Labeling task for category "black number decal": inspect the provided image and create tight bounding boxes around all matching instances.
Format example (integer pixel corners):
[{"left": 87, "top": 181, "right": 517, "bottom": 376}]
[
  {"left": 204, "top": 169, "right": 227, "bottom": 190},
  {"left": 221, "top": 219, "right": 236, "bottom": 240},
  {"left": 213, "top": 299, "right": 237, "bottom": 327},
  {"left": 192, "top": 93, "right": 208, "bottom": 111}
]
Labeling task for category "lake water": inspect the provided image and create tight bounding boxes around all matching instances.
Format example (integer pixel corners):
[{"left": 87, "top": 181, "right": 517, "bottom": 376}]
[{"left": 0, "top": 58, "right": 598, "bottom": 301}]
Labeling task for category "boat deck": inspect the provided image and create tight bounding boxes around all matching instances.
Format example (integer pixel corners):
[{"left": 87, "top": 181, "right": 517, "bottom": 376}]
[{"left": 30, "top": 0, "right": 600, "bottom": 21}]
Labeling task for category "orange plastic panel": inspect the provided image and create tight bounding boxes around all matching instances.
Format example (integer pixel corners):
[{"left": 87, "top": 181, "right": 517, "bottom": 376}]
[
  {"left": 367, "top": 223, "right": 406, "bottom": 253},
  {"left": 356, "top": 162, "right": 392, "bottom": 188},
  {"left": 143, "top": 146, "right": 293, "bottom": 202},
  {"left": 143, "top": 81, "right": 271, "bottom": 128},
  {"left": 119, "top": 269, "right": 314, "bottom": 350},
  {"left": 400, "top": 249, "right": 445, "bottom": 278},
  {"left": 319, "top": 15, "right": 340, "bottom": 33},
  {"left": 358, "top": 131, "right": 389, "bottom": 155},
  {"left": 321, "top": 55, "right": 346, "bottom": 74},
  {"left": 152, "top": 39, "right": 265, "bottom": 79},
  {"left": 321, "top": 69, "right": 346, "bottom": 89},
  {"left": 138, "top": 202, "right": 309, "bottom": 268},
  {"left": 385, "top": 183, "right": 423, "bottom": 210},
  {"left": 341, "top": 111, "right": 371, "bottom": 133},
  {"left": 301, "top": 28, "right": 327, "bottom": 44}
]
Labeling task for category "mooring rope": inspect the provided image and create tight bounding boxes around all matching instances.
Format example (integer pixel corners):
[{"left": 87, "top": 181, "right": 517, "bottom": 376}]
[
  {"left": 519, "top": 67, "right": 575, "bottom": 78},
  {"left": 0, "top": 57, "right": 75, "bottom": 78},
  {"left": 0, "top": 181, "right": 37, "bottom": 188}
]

───

— DIRECTION —
Locate each line of the listing above that contains the word "image", and copy those lines out in full.

— CORRECT ANSWER —
Labeling task for category "black number decal": inspect the provided image and create tight bounding boxes around all matching instances.
Labeling task for category "lake water": inspect the provided image and create tight bounding boxes around all matching instances.
Labeling task for category "boat deck": inspect the provided image and create tight bounding boxes around all matching instances.
Labeling task for category "orange plastic panel": inspect the provided image and create tight bounding boxes around all matching instances.
Labeling task for category "mooring rope": inspect the provided image and create tight bounding boxes around all matching instances.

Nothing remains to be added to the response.